# Stored data:
■ ■ ■ ■ ■

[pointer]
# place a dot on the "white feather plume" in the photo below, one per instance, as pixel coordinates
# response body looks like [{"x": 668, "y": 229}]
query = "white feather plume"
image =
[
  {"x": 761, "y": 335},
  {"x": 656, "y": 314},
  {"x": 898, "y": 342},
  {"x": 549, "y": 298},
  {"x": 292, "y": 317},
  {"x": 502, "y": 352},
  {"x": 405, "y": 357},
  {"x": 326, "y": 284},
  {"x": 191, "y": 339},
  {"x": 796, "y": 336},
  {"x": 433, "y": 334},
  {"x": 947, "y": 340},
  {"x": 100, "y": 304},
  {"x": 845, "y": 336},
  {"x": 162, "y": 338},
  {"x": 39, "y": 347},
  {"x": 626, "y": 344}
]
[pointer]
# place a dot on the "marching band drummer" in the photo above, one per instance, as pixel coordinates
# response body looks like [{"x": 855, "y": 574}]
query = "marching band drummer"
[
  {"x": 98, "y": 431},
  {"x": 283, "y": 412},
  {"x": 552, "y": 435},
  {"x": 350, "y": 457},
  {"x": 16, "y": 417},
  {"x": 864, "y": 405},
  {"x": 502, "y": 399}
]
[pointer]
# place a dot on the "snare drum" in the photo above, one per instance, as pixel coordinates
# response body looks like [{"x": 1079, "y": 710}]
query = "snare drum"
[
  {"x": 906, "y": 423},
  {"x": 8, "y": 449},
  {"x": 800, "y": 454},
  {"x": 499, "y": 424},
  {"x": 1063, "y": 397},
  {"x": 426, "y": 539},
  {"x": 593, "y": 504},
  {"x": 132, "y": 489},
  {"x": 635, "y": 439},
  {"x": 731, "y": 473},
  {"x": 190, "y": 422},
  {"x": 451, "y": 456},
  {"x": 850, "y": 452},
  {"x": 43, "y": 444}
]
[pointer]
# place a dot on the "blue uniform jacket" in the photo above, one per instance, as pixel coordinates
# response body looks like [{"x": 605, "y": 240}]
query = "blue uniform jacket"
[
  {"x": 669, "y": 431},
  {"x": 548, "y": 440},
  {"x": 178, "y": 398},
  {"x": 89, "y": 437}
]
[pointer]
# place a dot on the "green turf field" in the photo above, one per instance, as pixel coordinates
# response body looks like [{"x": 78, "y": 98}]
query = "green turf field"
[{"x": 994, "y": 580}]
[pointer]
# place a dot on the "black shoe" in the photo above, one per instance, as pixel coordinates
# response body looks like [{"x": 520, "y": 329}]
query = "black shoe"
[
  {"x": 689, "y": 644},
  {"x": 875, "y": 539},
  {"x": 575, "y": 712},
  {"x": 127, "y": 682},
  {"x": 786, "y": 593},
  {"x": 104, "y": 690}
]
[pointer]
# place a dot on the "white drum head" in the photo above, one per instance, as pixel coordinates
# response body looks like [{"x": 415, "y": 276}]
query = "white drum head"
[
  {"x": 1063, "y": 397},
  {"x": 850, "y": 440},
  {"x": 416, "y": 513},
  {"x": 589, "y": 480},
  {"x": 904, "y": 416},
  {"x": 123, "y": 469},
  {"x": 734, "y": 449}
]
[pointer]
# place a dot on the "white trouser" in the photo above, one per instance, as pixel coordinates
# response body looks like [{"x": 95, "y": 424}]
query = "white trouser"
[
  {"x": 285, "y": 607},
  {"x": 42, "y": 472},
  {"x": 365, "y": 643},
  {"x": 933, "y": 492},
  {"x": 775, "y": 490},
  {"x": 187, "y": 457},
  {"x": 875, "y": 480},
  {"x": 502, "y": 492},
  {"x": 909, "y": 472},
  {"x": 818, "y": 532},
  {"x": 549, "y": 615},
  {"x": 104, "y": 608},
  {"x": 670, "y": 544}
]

■ ■ ■ ■ ■

# Request:
Which lines above contain the string "head"? Copy out each of them in full, and treat uppercase and lowercase as different.

# Task result:
# place a dot on the "white drum head" in the photo above, one per instance, as pixel coordinates
query = "white drum head"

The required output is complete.